Exercise prompt:
Pull out every line in the rows below that contains the string "wetsuit", treating uppercase and lowercase as different.

— Start —

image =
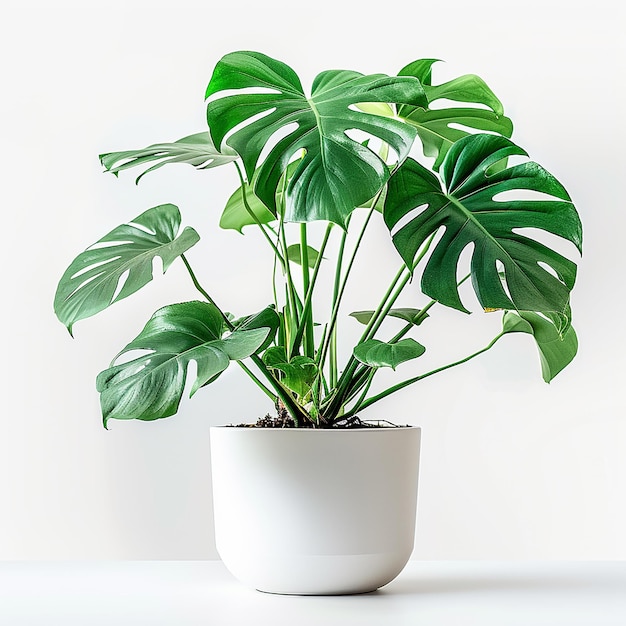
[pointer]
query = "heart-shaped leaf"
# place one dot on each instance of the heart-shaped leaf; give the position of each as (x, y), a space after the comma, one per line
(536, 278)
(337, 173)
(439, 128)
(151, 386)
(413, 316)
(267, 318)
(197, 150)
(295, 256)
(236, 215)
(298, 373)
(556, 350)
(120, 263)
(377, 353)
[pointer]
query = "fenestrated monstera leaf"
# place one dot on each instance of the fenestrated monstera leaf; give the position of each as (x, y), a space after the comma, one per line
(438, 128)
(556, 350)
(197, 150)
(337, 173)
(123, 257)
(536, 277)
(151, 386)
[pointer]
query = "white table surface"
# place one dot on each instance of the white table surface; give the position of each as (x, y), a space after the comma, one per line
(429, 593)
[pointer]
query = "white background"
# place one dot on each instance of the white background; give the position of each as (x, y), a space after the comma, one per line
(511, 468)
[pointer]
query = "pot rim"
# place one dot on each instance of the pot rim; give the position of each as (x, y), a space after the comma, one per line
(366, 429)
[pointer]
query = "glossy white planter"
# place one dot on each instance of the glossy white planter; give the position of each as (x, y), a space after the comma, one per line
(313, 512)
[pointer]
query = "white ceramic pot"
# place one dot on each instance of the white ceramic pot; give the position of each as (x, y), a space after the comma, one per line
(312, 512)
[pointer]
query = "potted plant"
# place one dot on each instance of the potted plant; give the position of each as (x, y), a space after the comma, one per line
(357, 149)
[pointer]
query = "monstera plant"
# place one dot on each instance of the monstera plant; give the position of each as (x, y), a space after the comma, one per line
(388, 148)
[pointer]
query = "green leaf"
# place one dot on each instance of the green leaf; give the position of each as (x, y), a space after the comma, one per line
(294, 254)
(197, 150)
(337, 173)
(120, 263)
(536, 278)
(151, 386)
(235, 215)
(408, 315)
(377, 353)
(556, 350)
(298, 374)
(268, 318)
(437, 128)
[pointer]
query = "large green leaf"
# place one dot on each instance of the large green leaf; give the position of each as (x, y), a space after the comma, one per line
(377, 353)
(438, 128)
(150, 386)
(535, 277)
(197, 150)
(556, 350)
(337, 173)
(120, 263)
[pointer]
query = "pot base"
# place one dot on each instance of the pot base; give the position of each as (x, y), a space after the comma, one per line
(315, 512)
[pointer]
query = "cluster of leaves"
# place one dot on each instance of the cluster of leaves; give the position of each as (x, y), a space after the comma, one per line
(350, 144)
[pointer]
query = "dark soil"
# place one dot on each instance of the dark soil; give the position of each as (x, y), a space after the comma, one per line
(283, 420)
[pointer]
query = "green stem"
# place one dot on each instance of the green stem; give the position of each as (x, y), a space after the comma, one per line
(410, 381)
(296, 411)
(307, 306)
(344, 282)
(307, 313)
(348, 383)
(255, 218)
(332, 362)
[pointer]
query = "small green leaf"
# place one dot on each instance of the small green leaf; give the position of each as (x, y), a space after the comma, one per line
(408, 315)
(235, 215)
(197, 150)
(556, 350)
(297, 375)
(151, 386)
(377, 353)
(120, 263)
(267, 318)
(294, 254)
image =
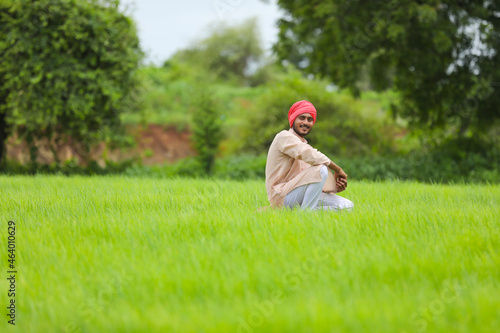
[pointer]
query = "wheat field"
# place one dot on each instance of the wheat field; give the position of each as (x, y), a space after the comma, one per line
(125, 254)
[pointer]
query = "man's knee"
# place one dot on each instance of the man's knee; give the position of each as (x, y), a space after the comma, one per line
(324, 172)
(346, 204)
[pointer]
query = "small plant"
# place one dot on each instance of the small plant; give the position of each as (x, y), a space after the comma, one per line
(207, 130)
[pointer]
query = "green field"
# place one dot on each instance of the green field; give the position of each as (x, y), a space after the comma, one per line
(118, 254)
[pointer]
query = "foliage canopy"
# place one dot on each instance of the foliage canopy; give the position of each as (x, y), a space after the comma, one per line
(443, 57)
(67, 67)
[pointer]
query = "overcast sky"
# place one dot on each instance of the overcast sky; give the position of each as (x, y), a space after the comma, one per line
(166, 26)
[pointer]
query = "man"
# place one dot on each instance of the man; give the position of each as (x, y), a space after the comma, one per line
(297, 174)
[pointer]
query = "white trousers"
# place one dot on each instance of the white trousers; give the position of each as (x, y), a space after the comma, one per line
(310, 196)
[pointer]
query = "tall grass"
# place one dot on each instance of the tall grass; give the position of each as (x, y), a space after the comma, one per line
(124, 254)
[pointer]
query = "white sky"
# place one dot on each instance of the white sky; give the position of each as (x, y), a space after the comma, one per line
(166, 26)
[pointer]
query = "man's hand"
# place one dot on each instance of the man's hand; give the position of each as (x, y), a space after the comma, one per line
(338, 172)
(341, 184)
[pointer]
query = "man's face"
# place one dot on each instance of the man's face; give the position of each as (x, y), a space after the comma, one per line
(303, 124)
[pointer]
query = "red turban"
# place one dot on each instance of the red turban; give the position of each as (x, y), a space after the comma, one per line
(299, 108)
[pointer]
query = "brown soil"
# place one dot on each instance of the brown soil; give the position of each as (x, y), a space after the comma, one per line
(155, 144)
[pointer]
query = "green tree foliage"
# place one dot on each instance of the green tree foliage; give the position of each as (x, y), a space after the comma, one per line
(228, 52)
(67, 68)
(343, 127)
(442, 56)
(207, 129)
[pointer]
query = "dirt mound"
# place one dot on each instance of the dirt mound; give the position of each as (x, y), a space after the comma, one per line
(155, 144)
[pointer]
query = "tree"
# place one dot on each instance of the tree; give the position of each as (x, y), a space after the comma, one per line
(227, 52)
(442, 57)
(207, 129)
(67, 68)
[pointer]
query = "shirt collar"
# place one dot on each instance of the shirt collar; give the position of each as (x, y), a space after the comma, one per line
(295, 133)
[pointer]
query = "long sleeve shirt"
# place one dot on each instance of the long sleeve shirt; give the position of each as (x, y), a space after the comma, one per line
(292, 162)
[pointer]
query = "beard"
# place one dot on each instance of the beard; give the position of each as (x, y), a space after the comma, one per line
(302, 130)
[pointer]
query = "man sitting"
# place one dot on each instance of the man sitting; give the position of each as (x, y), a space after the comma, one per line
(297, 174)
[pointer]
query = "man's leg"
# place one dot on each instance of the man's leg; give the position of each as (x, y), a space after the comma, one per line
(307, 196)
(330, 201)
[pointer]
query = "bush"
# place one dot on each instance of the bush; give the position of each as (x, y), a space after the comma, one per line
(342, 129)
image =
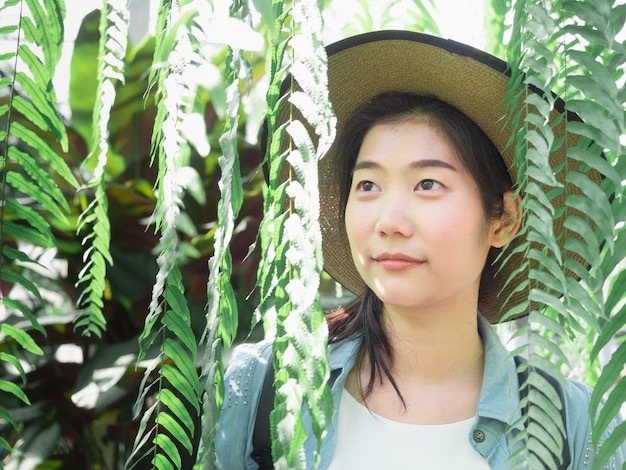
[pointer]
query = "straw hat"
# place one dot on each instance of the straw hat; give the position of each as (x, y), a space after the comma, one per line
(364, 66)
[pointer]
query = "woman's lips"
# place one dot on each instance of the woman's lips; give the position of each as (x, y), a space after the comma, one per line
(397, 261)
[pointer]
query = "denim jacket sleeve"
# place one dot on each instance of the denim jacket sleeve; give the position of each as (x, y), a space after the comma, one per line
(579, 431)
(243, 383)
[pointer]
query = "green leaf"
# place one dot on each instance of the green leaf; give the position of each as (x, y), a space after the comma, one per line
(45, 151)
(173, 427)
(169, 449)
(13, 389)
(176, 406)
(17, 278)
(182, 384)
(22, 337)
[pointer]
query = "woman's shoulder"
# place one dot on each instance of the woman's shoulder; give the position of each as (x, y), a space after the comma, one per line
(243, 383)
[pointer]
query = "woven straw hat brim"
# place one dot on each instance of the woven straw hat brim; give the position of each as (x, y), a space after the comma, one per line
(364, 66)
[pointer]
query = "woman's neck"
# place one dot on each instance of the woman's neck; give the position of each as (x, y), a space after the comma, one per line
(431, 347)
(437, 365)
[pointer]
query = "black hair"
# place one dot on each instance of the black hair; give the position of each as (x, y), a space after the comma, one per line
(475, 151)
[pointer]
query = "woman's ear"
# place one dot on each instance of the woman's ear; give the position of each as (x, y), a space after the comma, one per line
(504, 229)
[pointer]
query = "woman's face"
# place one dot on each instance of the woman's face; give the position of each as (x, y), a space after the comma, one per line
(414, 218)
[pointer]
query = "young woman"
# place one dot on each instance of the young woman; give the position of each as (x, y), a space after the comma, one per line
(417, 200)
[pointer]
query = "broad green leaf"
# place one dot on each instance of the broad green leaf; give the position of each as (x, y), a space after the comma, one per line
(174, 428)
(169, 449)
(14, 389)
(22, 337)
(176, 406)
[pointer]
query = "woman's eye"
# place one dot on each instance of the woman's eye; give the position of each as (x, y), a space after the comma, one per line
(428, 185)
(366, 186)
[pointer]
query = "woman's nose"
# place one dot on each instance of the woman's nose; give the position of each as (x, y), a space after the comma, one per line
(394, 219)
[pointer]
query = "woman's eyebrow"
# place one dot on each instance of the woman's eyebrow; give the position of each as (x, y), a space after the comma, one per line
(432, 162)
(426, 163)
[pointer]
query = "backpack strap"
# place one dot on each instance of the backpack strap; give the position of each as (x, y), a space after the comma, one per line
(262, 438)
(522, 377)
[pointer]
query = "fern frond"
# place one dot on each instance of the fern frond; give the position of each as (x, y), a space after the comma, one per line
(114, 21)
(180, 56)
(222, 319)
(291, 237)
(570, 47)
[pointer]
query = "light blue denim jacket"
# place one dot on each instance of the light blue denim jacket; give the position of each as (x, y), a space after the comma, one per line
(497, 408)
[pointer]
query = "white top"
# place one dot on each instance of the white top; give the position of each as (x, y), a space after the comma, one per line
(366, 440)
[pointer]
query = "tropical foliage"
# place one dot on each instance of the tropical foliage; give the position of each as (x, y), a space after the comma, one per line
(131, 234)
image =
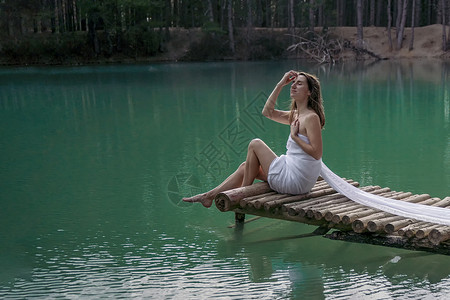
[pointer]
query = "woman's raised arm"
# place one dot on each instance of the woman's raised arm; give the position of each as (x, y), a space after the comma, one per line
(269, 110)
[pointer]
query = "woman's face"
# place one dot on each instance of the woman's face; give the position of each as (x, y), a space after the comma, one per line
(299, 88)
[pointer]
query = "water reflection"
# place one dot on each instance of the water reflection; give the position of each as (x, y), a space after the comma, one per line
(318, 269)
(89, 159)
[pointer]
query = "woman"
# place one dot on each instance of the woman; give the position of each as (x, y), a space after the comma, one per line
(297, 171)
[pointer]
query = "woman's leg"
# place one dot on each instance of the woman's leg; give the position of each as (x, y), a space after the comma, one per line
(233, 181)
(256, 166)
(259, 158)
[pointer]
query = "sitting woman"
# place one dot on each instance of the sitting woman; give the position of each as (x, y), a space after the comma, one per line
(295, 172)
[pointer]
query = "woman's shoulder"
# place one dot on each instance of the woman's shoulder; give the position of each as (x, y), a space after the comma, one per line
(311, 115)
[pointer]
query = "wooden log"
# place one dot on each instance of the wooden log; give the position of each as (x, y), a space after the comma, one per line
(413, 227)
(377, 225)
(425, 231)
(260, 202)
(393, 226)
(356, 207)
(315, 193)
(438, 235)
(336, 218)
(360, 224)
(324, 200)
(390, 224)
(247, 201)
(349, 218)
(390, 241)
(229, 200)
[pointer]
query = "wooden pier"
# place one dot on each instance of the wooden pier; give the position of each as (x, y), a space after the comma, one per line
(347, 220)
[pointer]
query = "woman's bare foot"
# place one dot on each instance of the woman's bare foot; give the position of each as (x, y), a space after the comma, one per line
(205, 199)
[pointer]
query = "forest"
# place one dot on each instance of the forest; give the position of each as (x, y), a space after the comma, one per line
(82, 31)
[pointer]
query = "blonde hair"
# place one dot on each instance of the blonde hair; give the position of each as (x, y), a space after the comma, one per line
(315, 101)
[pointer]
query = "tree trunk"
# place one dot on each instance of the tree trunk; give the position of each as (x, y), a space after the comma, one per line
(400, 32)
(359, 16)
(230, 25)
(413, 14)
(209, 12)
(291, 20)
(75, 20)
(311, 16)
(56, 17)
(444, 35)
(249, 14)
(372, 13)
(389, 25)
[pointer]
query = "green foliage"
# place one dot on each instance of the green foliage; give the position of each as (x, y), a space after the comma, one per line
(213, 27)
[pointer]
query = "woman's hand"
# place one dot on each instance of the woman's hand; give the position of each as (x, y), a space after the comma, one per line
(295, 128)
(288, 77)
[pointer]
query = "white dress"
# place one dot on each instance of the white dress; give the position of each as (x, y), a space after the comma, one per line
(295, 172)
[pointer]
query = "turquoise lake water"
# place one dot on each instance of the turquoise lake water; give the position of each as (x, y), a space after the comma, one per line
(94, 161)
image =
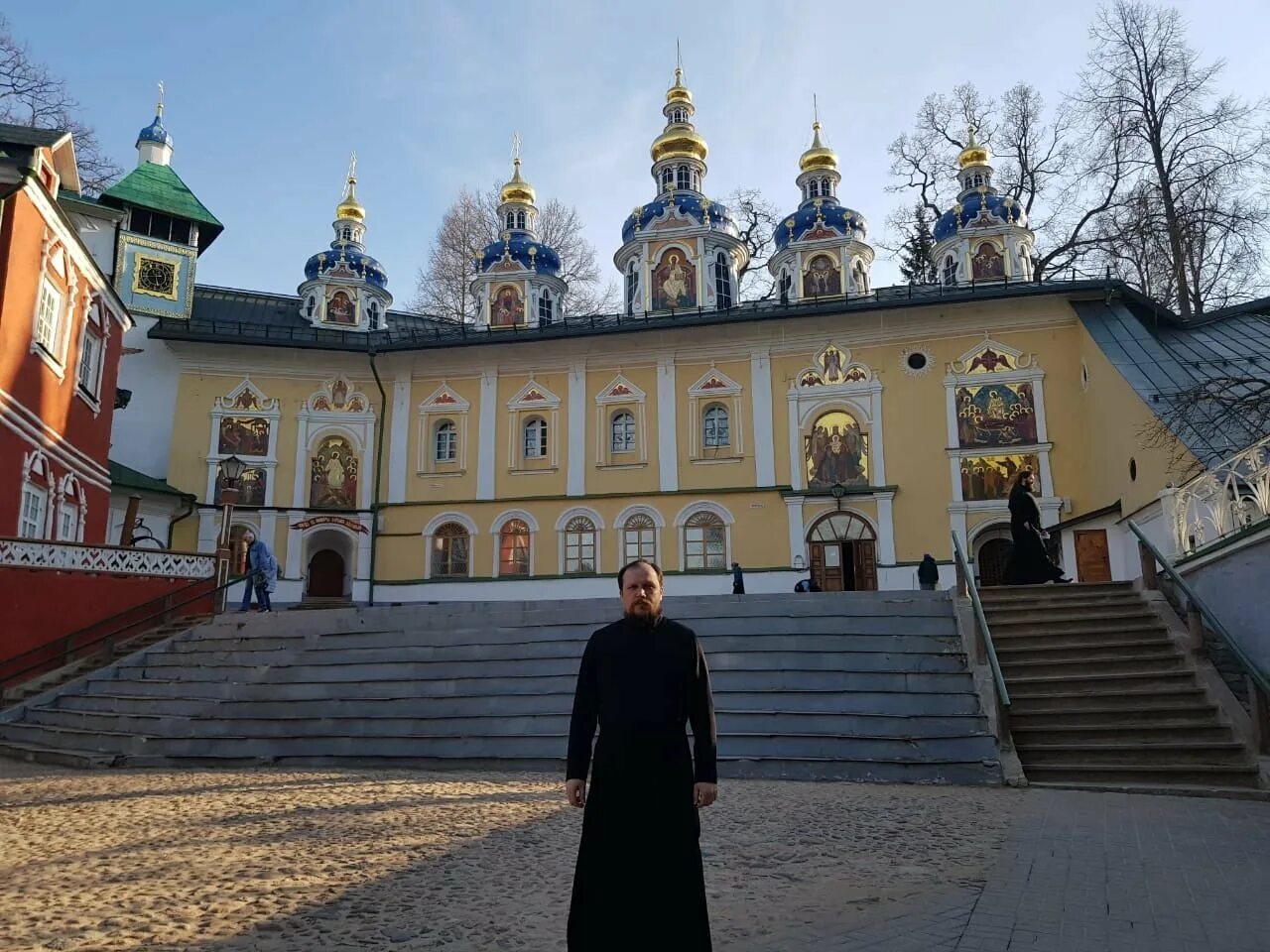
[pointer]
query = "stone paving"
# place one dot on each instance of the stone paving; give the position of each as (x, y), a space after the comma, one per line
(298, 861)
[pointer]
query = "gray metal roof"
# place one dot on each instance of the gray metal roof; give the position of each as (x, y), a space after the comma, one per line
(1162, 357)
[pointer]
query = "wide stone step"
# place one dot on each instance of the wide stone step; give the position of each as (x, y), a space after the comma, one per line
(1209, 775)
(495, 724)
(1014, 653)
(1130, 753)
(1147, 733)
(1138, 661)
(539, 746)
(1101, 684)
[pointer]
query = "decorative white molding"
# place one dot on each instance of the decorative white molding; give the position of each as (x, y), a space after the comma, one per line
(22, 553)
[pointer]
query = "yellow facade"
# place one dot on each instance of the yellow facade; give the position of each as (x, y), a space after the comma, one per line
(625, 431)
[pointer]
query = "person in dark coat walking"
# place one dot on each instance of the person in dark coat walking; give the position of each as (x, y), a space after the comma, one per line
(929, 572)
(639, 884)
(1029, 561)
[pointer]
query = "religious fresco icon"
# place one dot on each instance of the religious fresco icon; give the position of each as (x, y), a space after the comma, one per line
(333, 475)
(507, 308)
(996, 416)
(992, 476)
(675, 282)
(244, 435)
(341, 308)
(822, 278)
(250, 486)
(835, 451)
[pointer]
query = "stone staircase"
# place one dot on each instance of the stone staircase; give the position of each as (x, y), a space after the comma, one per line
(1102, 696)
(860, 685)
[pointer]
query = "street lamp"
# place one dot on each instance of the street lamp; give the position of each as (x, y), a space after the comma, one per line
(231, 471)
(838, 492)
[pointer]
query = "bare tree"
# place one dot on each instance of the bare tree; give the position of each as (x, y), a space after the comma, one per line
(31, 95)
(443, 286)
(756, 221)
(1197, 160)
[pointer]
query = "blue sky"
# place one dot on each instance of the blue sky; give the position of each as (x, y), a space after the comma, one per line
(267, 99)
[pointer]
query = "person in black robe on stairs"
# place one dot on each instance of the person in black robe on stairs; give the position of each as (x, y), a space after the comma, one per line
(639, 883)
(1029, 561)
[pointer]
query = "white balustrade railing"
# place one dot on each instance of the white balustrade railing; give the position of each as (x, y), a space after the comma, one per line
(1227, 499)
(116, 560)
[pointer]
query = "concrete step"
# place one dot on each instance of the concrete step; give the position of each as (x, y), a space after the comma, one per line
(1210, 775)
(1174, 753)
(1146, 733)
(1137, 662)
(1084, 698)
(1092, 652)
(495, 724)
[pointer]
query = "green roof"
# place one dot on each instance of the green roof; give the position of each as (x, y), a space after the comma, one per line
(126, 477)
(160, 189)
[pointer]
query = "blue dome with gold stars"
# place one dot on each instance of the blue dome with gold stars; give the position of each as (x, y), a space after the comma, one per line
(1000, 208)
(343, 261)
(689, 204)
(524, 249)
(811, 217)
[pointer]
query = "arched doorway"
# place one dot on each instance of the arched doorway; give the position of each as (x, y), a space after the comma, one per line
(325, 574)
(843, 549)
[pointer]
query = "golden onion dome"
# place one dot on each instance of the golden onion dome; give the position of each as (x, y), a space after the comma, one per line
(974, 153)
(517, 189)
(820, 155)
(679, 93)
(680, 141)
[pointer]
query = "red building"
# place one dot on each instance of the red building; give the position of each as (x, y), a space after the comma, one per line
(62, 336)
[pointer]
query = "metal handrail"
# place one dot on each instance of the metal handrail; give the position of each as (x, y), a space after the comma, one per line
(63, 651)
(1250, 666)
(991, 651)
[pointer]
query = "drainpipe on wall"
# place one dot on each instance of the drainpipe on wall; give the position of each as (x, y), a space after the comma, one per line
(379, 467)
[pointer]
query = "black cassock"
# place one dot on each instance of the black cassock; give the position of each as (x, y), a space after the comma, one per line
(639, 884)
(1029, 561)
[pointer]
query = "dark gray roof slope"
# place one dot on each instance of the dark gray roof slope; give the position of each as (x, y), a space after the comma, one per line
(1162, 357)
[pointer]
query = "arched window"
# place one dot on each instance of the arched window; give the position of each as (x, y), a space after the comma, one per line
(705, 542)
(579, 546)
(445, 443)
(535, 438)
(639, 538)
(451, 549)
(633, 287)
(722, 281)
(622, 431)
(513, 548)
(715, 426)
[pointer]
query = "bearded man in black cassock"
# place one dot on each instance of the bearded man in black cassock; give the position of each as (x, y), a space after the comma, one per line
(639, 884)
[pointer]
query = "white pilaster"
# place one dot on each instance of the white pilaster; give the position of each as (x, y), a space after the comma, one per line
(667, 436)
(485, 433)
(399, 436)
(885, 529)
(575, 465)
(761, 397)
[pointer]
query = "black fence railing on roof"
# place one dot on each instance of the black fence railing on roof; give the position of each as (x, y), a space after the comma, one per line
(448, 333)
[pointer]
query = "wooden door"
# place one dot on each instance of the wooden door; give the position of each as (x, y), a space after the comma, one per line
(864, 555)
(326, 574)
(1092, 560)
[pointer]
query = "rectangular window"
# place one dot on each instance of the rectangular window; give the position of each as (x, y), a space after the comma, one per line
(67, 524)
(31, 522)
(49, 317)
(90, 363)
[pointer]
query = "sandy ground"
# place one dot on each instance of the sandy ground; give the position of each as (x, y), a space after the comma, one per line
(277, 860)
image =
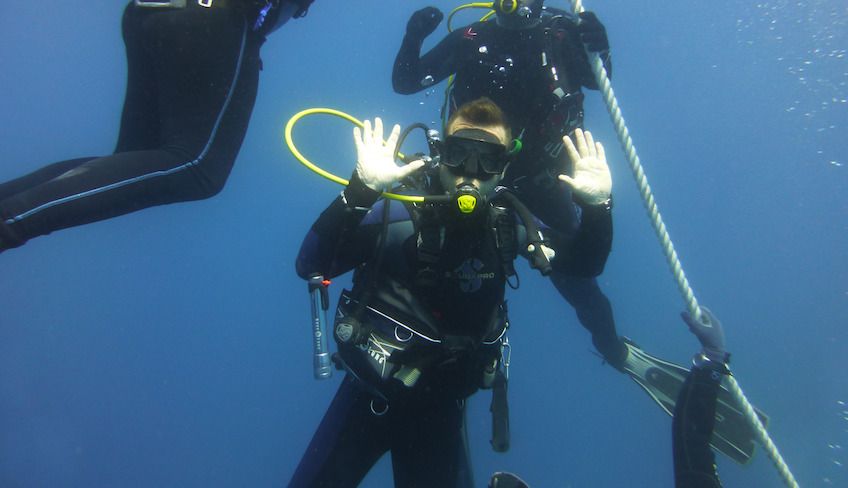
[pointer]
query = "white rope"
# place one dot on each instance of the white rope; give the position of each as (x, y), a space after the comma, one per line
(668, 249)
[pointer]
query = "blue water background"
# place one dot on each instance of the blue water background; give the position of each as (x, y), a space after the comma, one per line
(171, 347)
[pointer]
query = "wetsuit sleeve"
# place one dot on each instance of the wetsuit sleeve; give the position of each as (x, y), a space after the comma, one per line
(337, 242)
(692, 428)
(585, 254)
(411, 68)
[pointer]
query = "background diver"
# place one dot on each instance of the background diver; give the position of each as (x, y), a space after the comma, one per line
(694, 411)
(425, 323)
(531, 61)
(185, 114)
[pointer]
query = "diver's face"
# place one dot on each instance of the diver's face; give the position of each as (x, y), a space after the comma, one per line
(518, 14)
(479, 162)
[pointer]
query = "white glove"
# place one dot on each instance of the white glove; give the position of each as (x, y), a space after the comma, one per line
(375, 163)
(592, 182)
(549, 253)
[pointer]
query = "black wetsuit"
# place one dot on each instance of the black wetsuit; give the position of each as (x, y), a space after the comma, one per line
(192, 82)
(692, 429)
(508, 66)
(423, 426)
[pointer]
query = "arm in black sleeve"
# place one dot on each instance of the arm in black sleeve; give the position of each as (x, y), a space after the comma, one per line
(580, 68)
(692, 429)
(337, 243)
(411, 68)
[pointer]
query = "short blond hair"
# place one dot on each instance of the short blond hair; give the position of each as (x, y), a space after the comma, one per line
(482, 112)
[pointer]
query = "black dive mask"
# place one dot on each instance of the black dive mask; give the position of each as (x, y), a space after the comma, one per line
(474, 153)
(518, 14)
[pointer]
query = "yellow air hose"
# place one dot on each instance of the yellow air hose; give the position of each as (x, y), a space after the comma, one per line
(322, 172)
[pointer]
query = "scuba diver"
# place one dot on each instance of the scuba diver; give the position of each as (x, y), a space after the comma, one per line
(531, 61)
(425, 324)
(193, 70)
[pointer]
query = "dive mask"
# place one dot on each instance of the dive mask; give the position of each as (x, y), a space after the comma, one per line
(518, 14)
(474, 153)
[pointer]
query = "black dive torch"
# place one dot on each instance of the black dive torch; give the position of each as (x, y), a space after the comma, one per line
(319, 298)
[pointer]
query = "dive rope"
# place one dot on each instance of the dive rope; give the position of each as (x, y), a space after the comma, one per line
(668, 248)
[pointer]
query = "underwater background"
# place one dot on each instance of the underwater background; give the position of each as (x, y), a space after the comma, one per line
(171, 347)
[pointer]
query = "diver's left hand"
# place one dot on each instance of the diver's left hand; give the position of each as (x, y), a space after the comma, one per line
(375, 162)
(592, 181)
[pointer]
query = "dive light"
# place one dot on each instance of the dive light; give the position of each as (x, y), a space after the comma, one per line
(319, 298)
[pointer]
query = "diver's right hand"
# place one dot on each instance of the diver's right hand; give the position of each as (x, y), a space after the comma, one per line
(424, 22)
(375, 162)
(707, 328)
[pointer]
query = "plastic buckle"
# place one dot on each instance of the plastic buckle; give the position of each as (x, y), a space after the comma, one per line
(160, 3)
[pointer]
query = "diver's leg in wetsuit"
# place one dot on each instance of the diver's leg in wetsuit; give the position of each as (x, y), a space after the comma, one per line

— End —

Task result:
query = "wetsuit sleeve"
# place one dot on each instance of the wetsuit sleeve; give the position of each as (x, y), a space after the comma, one per line
query = "black wetsuit"
# place one dot on each instance of the black wetsuit; give the position of each as (x, y), a space after the comma, one per line
query = "diver's leg in wetsuit"
# place one dot on each instance of the diver's leg in wetsuit; give the position of each as (x, y), a space after the comma, one per line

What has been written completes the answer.